## WHAT IS ASKED
Would you transcribe the listing that follows, character for character, and omit its images?

start PROVIDED ENTRIES

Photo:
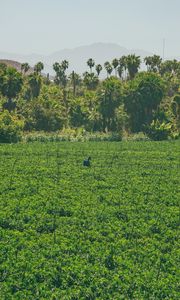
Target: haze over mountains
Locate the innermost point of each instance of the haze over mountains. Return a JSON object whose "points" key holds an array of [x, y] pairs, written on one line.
{"points": [[77, 57]]}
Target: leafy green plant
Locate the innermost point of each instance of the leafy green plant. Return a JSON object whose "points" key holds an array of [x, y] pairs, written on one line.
{"points": [[10, 128]]}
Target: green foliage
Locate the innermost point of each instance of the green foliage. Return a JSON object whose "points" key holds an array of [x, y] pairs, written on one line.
{"points": [[109, 98], [158, 131], [104, 232], [10, 128], [125, 103], [142, 98], [10, 85]]}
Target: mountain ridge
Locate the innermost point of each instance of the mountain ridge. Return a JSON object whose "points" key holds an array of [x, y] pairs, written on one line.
{"points": [[77, 56]]}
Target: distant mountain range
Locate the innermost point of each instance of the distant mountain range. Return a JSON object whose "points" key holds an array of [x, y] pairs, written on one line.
{"points": [[77, 57]]}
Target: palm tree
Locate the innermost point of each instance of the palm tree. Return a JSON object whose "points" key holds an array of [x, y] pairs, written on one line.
{"points": [[25, 67], [75, 79], [153, 63], [133, 64], [123, 64], [115, 64], [98, 69], [108, 68], [120, 71], [65, 65], [38, 67], [90, 64]]}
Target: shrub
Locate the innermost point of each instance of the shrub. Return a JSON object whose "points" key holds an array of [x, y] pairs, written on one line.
{"points": [[10, 128], [158, 131]]}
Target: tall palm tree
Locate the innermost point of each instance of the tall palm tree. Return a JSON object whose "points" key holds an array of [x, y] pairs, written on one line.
{"points": [[75, 79], [25, 67], [120, 71], [133, 64], [38, 67], [108, 68], [153, 63], [123, 64], [65, 65], [91, 64], [115, 64], [98, 69]]}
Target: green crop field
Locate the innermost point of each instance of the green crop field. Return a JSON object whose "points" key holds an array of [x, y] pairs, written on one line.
{"points": [[105, 232]]}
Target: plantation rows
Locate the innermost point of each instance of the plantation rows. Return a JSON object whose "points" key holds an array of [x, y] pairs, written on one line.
{"points": [[105, 232]]}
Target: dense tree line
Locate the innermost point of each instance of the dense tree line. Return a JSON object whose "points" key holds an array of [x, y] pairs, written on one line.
{"points": [[128, 100]]}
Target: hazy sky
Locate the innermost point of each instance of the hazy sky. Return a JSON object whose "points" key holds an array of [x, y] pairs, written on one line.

end PROVIDED ENTRIES

## FULL RESPONSE
Photo:
Target: haze over mountains
Locate the innermost point of each instance of the haze over mountains. Return a JSON object whose "points" key holds an array of [x, y] pairs, written on one line.
{"points": [[77, 57]]}
Target: leafy green plant
Locate the innermost point of each instance of the leafy green plant. Return a JSON object whose "points" key holds an array of [x, y] pairs, written on one line.
{"points": [[10, 128]]}
Target: green foliage
Locate the innermost point of each instance of the green foliage. Return a JSON object whose "points" key holds an array of [x, y] pairs, written on one line.
{"points": [[109, 98], [158, 131], [104, 232], [10, 128], [125, 103], [142, 98], [10, 85]]}
Target: mountain ridge
Locate the innermost point of each instance of the mountain ridge. Return a JSON object whose "points" key holds an array of [x, y] pairs, written on one line.
{"points": [[77, 56]]}
Target: distant mountain range
Locate the innermost point of each instance of the distant mountain range. Return a JSON object whose "points" key holds an array of [x, y] pairs, written on one line.
{"points": [[77, 57]]}
Target: palm tree
Locate the innermost point of each instance of the palm tree. Return a JSON object whose "points" key holds an array of [x, y] pairs, written on one line.
{"points": [[25, 67], [75, 79], [153, 63], [133, 64], [123, 64], [115, 64], [98, 69], [108, 68], [120, 71], [65, 65], [38, 67], [90, 64]]}
Target: shrub
Locate the innermost point of each instance of the shrub. Return a JSON object whose "points" key holds an array of [x, y] pairs, written on one line.
{"points": [[10, 128], [158, 131]]}
Target: tall palm tree
Locate the innermost point of each instance of the tall palm tree. Return a JSON object whose "points" key holds an array of [x, y] pairs, written on one line.
{"points": [[75, 79], [25, 67], [120, 71], [133, 64], [38, 67], [108, 68], [153, 63], [123, 64], [65, 65], [91, 64], [115, 64], [98, 69]]}
Target: green crop field
Locate the innermost point of each instance of the green crop field. Return a JSON object whose "points" key holds an array of [x, y] pairs, written on one line.
{"points": [[105, 232]]}
Target: plantation rows
Locate the innermost point of each instance of the plantation rows. Return a JSON object whose "points" key holds an array of [x, y] pairs, written on one line.
{"points": [[105, 232]]}
Target: dense tree line
Locate the innermost point of each instance of the dense tree line. Return a JSON object whose "points" key holds an array of [x, y] pairs, written on one line.
{"points": [[128, 100]]}
Target: hazy sky
Locate the innermost point of each instance of the hazy sky. Return a JSON object whose "points" key holds an array of [x, y] pairs, written on one line.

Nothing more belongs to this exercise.